一
“你幸福嗎?”
我抱著一摞資料晃晃悠悠地往辦公室走,誰承想半路殺出個程咬金,回頭一看,一個穿著病號服的姑娘,她衣角被撕開了一條口子,頭上纏著一條布,頭發淩亂,正笑嘻嘻地站在我麵前。
你幸福嗎?這個問題讓我陷入了沉思。對幸福最初的認識是讀書那會兒,都自己帶水,我經常假裝水喝完了,厚著臉皮去借班花的,她居然答應了,嘴唇碰到瓶口的瞬間,我覺得我是全天下最幸福的人。
“每個時期的幸福感不一樣,我最幸福的是曾經吻過我的初戀。”
她突然變得緊張起來,嘴裏不停地嘀咕著:“吃飯的時候,我就發覺,有人發現了我的接口,想偷走我的記憶,他們想偷走我和我老公的記憶。不行,不可以……”
怕她過激做傻事,我隻能盡量穩住她的情緒,等護工和她“老公”來把她帶回病房。
“你放心,有我在,沒人敢盜取你的記憶。”
“有人放了一條數據線在桌子上,他們想用數據線連接我頭上的USB接口,盜取我的記憶,把我大腦格式化。強盜、小偷,不許偷走我和我老公的記憶,不可以。”
說到USB接口的時候,她指了指頭上的繃帶,我才看到繃帶上有滲出的血跡,為了避免刺激到她,我隻能用套話的方式和她交流:“你頭上的傷口,哦不,接口是怎麼回事啊?”
聽到我這句話,她歪著頭看著天花板,不一會兒又突然笑了,邊搓著手邊對我說:“這是我和我老公的秘密。”
說到這裏,護工和她“老公”終於來了,她當即就安靜下來,然後對她“老公”說:“老公,我頭上有接口,我也給你弄一個吧,這樣就可以傳遞信息了,我在想什麼你都知道,你想什麼我也可以知道,好不好?”
說完,她突然從衣兜裏拿出一支圓珠筆,朝著“老公”的太陽穴就要插過去,幸好她“老公”反應及時,一把抓住她的手,奪過圓珠筆,心平氣和地對她說:“這個工具的型號不對,等我找到合適的型號再打開接口吧,好嗎?”
她微笑著點點頭,依偎在“老公”懷裏,在護工的前後簇擁下,緩緩朝病房走去。

* **任務說明**:
• A. 請返回練習文本中的一段,從含有“我抱著一摞資料晃晃悠悠地往辦”的字句開始,到“我覺得我是全天下最幸福的人。”為止,一字不改。
• B. 請接著寫這篇關於穿病號服姑娘的故事,從正文最後一句之後續寫下去。

* **已知資料**:
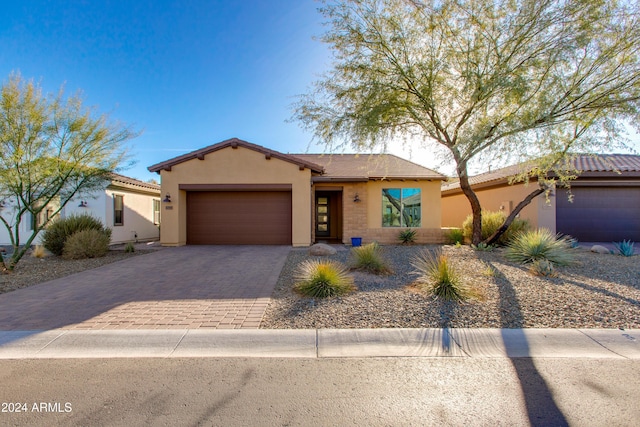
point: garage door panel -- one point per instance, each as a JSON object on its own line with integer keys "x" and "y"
{"x": 600, "y": 214}
{"x": 246, "y": 217}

* **各題答案**:
• A.
我抱著一摞資料晃晃悠悠地往辦公室走,誰承想半路殺出個程咬金,回頭一看,一個穿著病號服的姑娘,她衣角被撕開了一條口子,頭上纏著一條布,頭發淩亂,正笑嘻嘻地站在我麵前。
你幸福嗎?這個問題讓我陷入了沉思。對幸福最初的認識是讀書那會兒,都自己帶水,我經常假裝水喝完了,厚著臉皮去借班花的,她居然答應了,嘴唇碰到瓶口的瞬間,我覺得我是全天下最幸福的人。

• B.
二
這個女孩叫董珍,曾經是那個夏天裏最幸福的女孩。也是在那個夏天,一場車禍帶走了她的丈夫,巨大的打擊擊垮了這個內心脆弱的女孩。原本性格內向的她,變得沉默寡言、敏感多疑,總覺得周圍所有人都在針對自己,經常一個人發呆,獨坐到天亮。
起初家人也沒把這個當回事,以為是心情不好,過段時間就好了。可後來愈演愈烈,她經常一個人自言自語,說一些不著邊際的話,出現幻聽幻視。家裏人覺得這是家門不幸,怕傳出去被人恥笑,一直諱疾忌醫,最後導致病情惡化,出現衝動傷人、砸毀物品,甚至幾度想割腕自殺。眼看病魔即將吞噬這個鮮活的生命,在旁人的勸說下家人才將她送進醫院,檢查後診斷為青春型精神分裂症。
青春型精神分裂症常發於青春期,具有“起病緩慢發病急”的特點,能夠在短期內達到嚴重的程度,患者常表現出思維支離、言語空洞、邏輯紊亂和被害妄想,且情緒極不穩定,喜怒無常,嚴重時可危及自己和他人生命,屬於重型的精神疾病。
那天帶走她的“老公”其實是新來的實習醫生小楊。一周前,小楊到我們醫院實習,第一次走進病房時恰逢董珍正在砸東西,一見小楊就立馬跑過來抱住他,口口聲聲地喊著:“老公,老公,你終於回來了。”初來乍到的小楊哪兒見過這種陣勢,在大家的解釋和疏導下,終於接受了這個設定。從此,隻要小董一發病,她“老公”就成了我們的“撒手鐧”。